## BEGIN Dataset records
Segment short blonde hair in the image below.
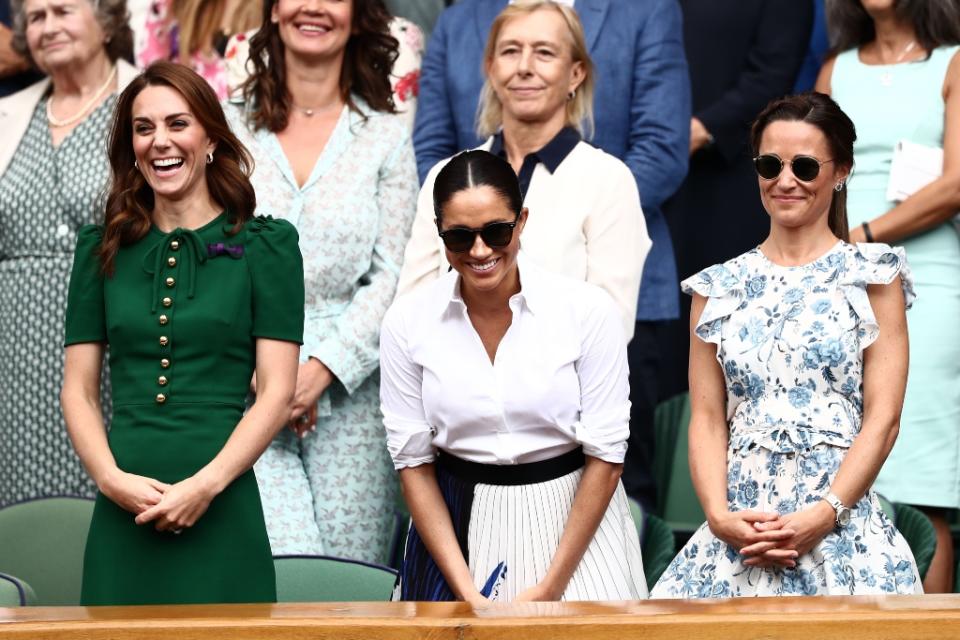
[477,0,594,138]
## END Dataset records
## BEGIN Dataset records
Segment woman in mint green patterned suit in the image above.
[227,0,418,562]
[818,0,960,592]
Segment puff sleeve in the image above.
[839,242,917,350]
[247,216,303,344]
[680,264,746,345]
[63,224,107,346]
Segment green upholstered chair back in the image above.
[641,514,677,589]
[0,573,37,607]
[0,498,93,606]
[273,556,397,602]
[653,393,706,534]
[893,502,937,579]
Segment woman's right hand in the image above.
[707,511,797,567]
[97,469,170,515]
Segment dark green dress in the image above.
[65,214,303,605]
## END Dataset records
Direction: Rewrite the part of the listing that starts with the line containing "Segment woman's right" and goes on through the line containing "[65,214,303,605]", switching "dark green" to "navy blue" and leaving everything else the same.

Result of the exercise:
Segment woman's right hand in the image above.
[707,511,797,567]
[97,469,170,515]
Segment navy blue dress in the image above.
[65,214,303,605]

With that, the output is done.